[BEGIN Input rows]
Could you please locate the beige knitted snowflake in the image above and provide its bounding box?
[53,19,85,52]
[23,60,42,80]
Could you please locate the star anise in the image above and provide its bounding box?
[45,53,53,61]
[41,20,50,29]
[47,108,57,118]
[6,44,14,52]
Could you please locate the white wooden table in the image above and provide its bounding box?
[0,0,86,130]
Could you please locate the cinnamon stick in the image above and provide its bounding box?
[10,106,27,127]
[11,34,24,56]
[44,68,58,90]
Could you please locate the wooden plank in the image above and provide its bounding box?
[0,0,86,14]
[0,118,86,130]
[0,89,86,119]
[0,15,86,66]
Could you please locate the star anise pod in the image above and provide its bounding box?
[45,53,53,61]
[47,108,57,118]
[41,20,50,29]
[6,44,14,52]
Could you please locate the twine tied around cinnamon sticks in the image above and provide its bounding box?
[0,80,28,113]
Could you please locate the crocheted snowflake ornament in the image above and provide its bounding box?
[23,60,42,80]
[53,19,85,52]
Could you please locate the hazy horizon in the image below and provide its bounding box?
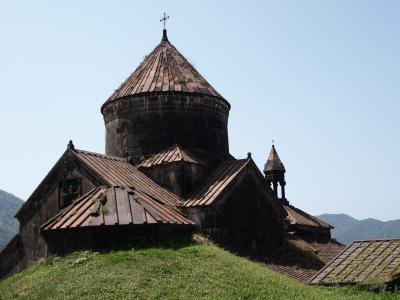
[0,0,400,221]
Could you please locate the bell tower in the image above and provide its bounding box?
[264,145,289,204]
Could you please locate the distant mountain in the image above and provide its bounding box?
[0,190,23,249]
[317,214,400,245]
[END Input rows]
Reproduce the listing character for character, beginning at the line that has "Could you please locate the cinnamon" and stopping after its last line. Omit the pictures from your copy.

Could you please locate the cinnamon stick in the image above and provide its bounding box?
[10,106,27,127]
[11,34,24,56]
[44,68,58,90]
Could you please locate the wooden plank in the image above and provide its bounding box?
[0,0,86,14]
[0,118,86,130]
[0,89,86,119]
[0,15,86,66]
Could you please locate the star anise pod in the image above and provide its bounding box?
[45,53,53,61]
[47,108,57,118]
[41,20,50,29]
[6,44,14,52]
Could you please locate the twine tied around cinnamon sticks in the image above and provide its bounding box?
[0,80,28,113]
Could you please locate the crocheted snowflake ornament in the image above and provide its bounding box?
[23,60,42,80]
[53,19,85,52]
Could you please locate the hazy horizon in the image below and provide its bounding box?
[0,0,400,221]
Could you please locate the bell tower in the image above and provide its bounding box?
[264,145,289,204]
Could you please locate the distant mountain in the image above and provide its bounding box?
[0,190,23,249]
[317,214,400,245]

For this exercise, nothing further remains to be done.